Wednesday, May 1, 2013

Gamecock Diaries, Part One: Goodbye. And Hello.

This is the beginning of an occasional series of entries in which I recall my grad school experience of two decades ago. The idea for the sequence came from this recent entry, which I guess was a prologue of sorts, though I didn't mean it to be.  Why should you care about any of this?  Well, you probably don't, but I have been persuaded by my readers (both of them) that these stories may be entertaining to others.  I am, it seems, writing a memoir, one chapter at a time... 

Car travel is not my favorite, but I drove across the country TWICE in 1986.  So when it was time to move to South Carolina 7 years later, I was ready for the massive tedium of a cross-country trip. Thankfully, somebody cared enough to welcome me, even if it was the Ramada Inn.
By the early 1990s, my life in Los Angeles was both settled and unsettling.  I was pretty settled in my day to day life:  I supported myself quite well as a waiter, a job I actually enjoyed. 
The entrance to my last home in L.A.; I loved
my Silverlake apt. If I had remained in CA,
I'm sure I'd still be living there.
.....
THINGS TO DO
• 1. Summarize the Gamecock Diaries entry in two sentences.
• 2. Carry the Gamecock Diaries entry forward from its final sentence with a few more paragraphs in the same voice.
The rows that follow are separate material and have no connection to the Gamecock Diaries entry.
.....
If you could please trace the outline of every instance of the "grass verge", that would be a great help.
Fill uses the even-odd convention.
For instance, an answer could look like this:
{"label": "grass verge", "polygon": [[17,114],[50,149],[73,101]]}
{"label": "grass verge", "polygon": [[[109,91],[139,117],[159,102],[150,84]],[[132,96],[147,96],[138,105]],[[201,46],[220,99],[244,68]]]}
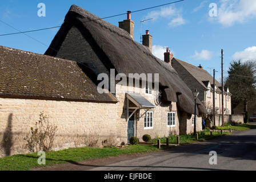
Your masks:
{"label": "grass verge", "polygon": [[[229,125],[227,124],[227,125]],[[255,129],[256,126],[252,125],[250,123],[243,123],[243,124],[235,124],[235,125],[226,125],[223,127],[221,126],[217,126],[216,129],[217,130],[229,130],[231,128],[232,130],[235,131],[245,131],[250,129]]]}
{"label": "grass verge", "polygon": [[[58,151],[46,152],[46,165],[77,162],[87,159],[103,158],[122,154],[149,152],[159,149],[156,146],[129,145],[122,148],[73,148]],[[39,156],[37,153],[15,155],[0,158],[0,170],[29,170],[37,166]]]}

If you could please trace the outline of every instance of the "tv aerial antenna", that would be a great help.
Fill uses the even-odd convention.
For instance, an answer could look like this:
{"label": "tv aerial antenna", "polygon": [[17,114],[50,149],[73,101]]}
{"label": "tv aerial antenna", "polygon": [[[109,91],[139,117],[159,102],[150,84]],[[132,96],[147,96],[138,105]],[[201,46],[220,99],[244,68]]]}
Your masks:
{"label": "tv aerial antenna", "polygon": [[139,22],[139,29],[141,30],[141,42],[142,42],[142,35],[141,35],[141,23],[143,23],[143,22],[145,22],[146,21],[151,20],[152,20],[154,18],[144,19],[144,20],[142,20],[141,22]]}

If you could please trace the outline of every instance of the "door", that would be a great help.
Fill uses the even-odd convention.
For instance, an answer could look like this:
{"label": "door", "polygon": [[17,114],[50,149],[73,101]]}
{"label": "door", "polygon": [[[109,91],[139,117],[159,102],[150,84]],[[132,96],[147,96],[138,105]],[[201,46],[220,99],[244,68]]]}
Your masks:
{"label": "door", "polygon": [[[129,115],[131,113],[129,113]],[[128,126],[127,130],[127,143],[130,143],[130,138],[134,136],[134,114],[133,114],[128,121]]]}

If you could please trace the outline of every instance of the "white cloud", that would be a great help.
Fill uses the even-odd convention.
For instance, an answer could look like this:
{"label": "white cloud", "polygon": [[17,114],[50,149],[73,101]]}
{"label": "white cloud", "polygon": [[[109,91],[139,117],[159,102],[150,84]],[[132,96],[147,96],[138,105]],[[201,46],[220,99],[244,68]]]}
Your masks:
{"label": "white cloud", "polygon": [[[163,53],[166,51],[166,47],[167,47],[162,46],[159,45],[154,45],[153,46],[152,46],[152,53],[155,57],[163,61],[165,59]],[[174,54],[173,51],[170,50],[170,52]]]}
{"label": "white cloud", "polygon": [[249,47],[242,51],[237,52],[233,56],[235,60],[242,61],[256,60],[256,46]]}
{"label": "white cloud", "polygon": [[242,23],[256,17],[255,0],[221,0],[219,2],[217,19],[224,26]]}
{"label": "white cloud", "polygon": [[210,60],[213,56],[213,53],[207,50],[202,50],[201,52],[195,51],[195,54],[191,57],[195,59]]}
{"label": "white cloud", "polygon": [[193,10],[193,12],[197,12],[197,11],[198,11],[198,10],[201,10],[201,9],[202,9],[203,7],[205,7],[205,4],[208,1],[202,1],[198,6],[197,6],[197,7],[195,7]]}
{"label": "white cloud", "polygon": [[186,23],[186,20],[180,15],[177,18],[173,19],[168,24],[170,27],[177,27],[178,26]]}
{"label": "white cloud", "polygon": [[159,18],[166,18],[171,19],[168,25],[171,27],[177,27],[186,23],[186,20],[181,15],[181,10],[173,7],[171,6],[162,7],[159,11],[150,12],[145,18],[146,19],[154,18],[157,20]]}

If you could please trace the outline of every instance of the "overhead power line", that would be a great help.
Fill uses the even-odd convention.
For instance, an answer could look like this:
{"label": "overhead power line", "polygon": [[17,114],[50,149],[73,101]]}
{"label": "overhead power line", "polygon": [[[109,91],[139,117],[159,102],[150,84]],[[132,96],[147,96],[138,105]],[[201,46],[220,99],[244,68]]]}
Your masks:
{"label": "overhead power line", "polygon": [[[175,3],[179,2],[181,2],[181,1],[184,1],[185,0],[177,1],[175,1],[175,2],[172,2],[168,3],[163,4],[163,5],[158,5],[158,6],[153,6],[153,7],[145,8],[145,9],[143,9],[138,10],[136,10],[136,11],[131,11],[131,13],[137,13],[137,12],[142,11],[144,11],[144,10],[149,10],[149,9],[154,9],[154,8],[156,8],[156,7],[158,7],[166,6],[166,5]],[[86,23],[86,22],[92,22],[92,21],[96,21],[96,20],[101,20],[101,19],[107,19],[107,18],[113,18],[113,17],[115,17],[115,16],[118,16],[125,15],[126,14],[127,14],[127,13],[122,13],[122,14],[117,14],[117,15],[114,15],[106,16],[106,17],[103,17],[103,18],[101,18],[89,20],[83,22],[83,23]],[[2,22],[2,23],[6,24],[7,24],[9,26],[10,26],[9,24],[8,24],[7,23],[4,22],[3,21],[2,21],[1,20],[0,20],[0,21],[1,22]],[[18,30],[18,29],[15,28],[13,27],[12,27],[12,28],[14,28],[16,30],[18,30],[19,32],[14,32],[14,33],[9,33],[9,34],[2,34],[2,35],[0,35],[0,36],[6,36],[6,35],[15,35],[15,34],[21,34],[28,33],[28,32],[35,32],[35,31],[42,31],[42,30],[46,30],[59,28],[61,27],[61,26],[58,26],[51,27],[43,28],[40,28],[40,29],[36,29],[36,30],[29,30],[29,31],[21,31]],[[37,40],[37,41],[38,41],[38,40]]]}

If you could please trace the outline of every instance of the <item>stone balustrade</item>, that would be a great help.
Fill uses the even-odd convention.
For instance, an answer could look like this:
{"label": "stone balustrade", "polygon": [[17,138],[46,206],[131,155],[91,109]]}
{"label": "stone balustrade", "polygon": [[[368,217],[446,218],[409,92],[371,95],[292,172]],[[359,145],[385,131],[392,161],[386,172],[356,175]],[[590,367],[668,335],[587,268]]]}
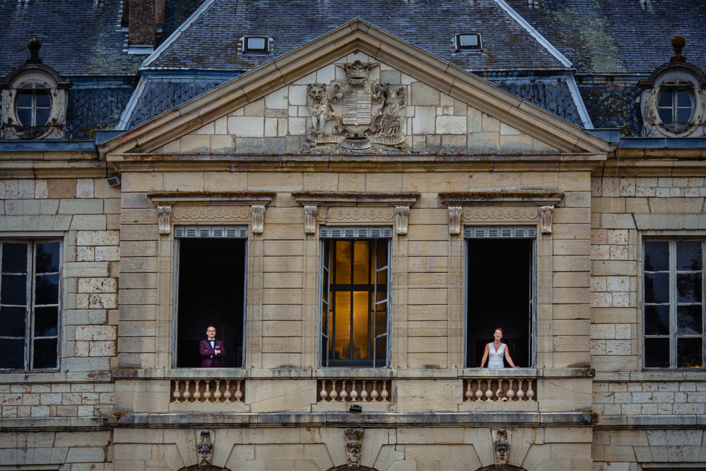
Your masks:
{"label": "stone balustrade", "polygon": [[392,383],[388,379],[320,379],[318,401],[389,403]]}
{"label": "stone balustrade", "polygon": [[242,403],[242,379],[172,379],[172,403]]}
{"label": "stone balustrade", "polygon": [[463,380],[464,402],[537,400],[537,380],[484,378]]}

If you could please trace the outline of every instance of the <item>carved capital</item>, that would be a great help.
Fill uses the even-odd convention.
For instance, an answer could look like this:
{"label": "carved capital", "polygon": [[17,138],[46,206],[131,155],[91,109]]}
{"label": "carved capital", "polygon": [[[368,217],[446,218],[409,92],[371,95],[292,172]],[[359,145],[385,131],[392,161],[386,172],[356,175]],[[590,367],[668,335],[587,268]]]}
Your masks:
.....
RESULTS FOR THE EXERCISE
• 1. The entry opens an occasional series in which the writer recalls a grad school experience from two decades earlier, an idea that came from a recent entry and that readers suggested might entertain others. Having already driven across the country twice in 1986, the writer was prepared for the tedium of moving to South Carolina seven years later, after a life in Los Angeles that was both settled and unsettling, supported by a waiter's job the writer enjoyed.

• 2.
I was living in a huge apartment nestled in the hills of Silverlake.  I had a large circle of close friends, some of whom dated back to my high school and college days, who kept my social life humming.  And I was more than occasionally appearing onstage.  But my life felt unsettled, too.  The last three or so years of my life in L.A. had brought some soul searching, regarding both my living logistics, and the larger question of MY LIFE. 
From my deck in Silverlake, I watched smoke rise on downtown L.A., as the Rodney King riots erupted. I wrote about that night here.
It was becoming devilishly aggravating to live in the City of Angels.  In addition to the crowds everywhere and the inescapable traffic, the weather became increasingly chaotic, with large stretches of unbearable heat followed by huge downpours and resulting mudslides. 
My family home in the San Fernando Valley, which was hit with a freak snow storm a few years before I left. Snow covered cactus was just one indication of the mood swings Mother Nature was inflicting on Southern California.
I was used to the earthquakes, of course, but I started to question my circumstances the day I drove past a street corner in the San Fernando Valley.  It was pouring rain, and my car plowed through a huge drainage puddle which was simultaneously flooded and on fire.  In addition, the family with whom I had moved to CA 20 years earlier was now all gone. 
I lived in our family home, at the north end of the San Fernando Valley, for most of my time in CA.  The "sold" sign out front ignited lots of emotion.  A decade earlier, my mother had died here, and in 1990, my father retired and moved back to my hometown of Atlanta.  My sister also relocated to the east coast, so all my relatives were now thousands of miles away.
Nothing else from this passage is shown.